_Directions_
Reproduce everything from the line containing "Can you find the yellow-green" down to the end of the data below, both ends included, without any alteration.

:: Data provided ::

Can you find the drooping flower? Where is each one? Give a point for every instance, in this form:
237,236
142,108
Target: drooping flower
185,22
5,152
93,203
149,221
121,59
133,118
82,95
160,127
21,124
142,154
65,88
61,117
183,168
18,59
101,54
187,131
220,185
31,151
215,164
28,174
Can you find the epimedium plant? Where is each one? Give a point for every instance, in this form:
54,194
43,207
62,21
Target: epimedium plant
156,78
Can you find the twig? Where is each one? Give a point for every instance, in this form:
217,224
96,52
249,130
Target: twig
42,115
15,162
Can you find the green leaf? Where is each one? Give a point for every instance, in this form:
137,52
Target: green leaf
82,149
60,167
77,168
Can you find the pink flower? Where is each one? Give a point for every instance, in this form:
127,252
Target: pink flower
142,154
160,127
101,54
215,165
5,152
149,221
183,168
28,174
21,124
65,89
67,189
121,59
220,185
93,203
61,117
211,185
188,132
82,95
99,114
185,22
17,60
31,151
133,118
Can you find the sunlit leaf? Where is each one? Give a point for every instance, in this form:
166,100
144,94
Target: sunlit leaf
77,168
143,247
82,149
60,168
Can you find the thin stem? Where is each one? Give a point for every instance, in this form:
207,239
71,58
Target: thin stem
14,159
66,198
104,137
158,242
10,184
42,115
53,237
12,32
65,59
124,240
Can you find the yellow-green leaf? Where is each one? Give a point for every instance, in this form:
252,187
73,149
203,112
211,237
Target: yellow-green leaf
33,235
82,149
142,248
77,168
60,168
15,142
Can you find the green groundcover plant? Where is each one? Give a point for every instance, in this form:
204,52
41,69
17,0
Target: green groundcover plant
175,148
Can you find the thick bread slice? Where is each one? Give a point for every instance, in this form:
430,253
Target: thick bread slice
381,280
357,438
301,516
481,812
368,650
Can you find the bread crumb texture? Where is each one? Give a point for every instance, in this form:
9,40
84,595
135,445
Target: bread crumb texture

:::

_Solution below_
Can you find the yellow-green leaf? Where is each one? Give a point for every instance, in this form:
252,187
73,149
203,112
211,237
Target: yellow-green leaf
33,235
82,149
142,248
77,168
60,168
15,142
Can you find the green groundcover plant? Where is each one? Give a point for every instance, in this form:
204,52
41,69
17,0
Target: green groundcover plant
175,148
Can you find the thick bread slice? Where is each one? Give a point for every instance, in this form:
430,253
Target: thick bread slice
381,280
357,438
301,516
481,812
368,650
Can you find the bread crumb texture? Where is each one? Give a point for every instance, in this form:
9,40
84,595
135,445
Target: bread crumb texture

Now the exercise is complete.